TRECHO DO DOCUMENTO ▸
=====

Apesar de ser duro, de tão correto, granjeou com sua família grande numero de amigos, que se reuniam nos fins-de-semana lá nas Goiabeiras (desculpem-me Inhumenses de raiz) nas alegres tardes em que seu pai, o Sr Alegrino, com bastante justiça ao seu nome de batismo, nos brindava com carneiros muito bem assados, servidos em gamelas de madeira regados em seu molho e com farta dose de tudo quanto é tipo de bebidas para acompanhar. Se alguém exagerava, sempre havia um quarto amigo na casa para descansar antes de retornar à Goiânia, ou Brasília de onde amigos de seu irmão - o também arquiteto Agnaldo - vinham.
Ocupou a Superintendência da SUDECO em Goiás, construindo para aquela autarquia federal um belo edifício próprio em importante Avenida da Capital, e tornou-se Presidente do Country Clube de Goiás, transformando a sede campestre daquela entidade em um perfeito éden, com plantio de espécies florescentes que até hoje enfeitam aquelas terras à margem da BR-153 entre Goiânia e Aparecida. Um belo dia apareceu lá em casa de meus pais, na Rua 18, dizendo-se sabedor de que mamãe - que adorava plantas - tinha no nosso quintal mudas de alamandas. Saiu com algumas, e tempos depois o caminho de entrada do Clube estava coalhado destas flores amarelas.
Tempos depois, já aqui em Palmas, este homem que alguns achavam rústico, pois seco no trato do dia-a-dia, chamou-me à bela chácara que construiu aqui, na estrada do Lajeado, para dizer-me, ao lado de sua mulher, que iria plantar as mesmas alamandas ao lado da ponte que ligava a casa à área de lazer, e ali colocar uma placa com o nome de Da. Nati, minha mãe. Poucas vezes em minha vida fui honrado com gesto mais delicado.

=====

MATERIAL FORNECIDO ▸
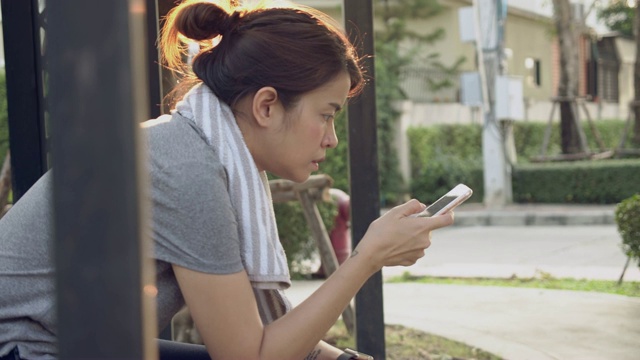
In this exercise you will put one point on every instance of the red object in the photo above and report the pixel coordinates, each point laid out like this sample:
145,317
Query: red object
340,233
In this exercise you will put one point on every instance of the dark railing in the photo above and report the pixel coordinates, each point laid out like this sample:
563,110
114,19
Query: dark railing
23,25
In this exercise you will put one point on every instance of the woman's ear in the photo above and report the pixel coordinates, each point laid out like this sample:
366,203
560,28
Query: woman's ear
266,107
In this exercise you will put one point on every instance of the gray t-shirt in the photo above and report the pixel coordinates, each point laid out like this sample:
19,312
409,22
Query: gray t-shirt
193,226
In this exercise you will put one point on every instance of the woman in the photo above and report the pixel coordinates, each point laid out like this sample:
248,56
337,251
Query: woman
268,83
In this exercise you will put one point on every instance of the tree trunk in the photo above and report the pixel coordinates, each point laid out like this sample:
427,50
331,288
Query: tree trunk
636,81
567,30
5,182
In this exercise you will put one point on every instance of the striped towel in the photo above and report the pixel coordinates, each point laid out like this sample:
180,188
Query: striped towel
262,253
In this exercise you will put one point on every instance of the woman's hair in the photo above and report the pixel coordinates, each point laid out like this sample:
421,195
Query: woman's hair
292,49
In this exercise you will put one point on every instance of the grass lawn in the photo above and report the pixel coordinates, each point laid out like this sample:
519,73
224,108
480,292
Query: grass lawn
543,281
407,344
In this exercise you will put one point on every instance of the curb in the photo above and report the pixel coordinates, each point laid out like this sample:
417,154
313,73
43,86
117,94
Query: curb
534,218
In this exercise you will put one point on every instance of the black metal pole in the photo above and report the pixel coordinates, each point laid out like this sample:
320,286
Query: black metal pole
153,59
363,170
25,102
98,97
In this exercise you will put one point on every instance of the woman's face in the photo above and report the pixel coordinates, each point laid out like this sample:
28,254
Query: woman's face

=====

INSTRUÇÕES ▸
a) Transcreva do trecho sobre as alamandas a passagem que vai de "Tempos depois, já" até "gesto mais delicado.".
b) Diga se cada afirmação concorda com o trecho sobre as alamandas, respondendo sim ou não e citando as palavras do trecho que decidem: (i) o Sr. Alegrino servia carneiros assados em gamelas de madeira; (ii) o edifício da SUDECO ficava à margem da BR-153; (iii) a chácara em Palmas ficava na estrada do Lajeado.
c) Prolongue o trecho sobre as alamandas a partir do ponto em que ele termina.
O material fornecido não é necessário para nenhuma das tarefas.

RESPOSTAS POR TAREFA ▸
a)
Tempos depois, já aqui em Palmas, este homem que alguns achavam rústico, pois seco no trato do dia-a-dia, chamou-me à bela chácara que construiu aqui, na estrada do Lajeado, para dizer-me, ao lado de sua mulher, que iria plantar as mesmas alamandas ao lado da ponte que ligava a casa à área de lazer, e ali colocar uma placa com o nome de Da. Nati, minha mãe. Poucas vezes em minha vida fui honrado com gesto mais delicado.

b)
(i) Sim: "nos brindava com carneiros muito bem assados, servidos em gamelas de madeira".
(ii) Não: "um belo edifício próprio em importante Avenida da Capital".
(iii) Sim: "chamou-me à bela chácara que construiu aqui, na estrada do Lajeado".

c)
Colaborou com a administração municipal de Goiânia, espalhando inúmeras praças bem elaboradas com plantas ornamentais, que enfeitaram muito aquela já bela cidade.
Por isto, foi chamado para vir para Palmas, tratar das áreas verdes da nossa Capital, que ia formando grandes áreas verdes com sua implantação acelerada. Trouxe os filhos, e através dos cuidados com a paisagem e o verde que transformou em mal (ou bem, corrijo) de família, acabou nos brindando com os trabalhos do Fabio e do Marcello em prol de nossa comunidade, destacando-se o ultimo como Presidente da Agencia Ambiental do Município e atualmente como Deputado Estadual de bastante projeção, querido por grande parte da população de Palmas e do Estado.
O Ailton, tendo ocupado, desde novo, cargos públicos importantes, inclusive o da Presidência da CODETINS aqui, tinha umas peculiaridades, no sentido de externar uma autoridade que às vezes afastava as pessoas de seu convívio mais imediato. No trato pessoal, e como anfitrião, entretanto, foi pessoa capaz das maiores amabilidades, e ao longo de muitos anos convivemos, com nossas famílias, em ocasiões festivas sempre muito bem preparadas quando eram nas casas dele, desde a aprazível chácara em Aparecida de Goiânia, até a outra que preparou aqui em Palmas, às margens do Lago. Sua personalidade se complementava com o doce temperamento de sua companheira para toda a vida, a Marialda.
Seus amigos e familiares acompanharam o desvelo com que se conduziu durante a prolongada doença dela. Ele sim carregou água no jacá para seu amor, desdobrando-se com seus quereres e necessidades nesse período final, tal como ela fez com ele ao longo de toda sua vida em comum. Tenho refletido bastante, sobre o impacto (hoje uma realidade médica) que a perda de entes tão queridos pode provocar naqueles que ficam. No caso do Ailton, tanto ouvi suas lamúrias e desejos de reencontrar-se com sua amada, que resta uma simples conclusão: ainda estava forte, morreu de banzo.
Entristecidos ficaram todos os seus amigos com sua partida, ao saber que será sepultado na tarde de hoje em Goiânia. Se consolo há, resta pensarmos que caminhou para junto de sua companheira.
Walfredo Antunes de Oliveira Filho é Arquiteto, Co-Autor do Plano Urbanístico de Palmas, Professor da UFT e Medalha “Lúcio Costa” de Urbanismo pelo IAB.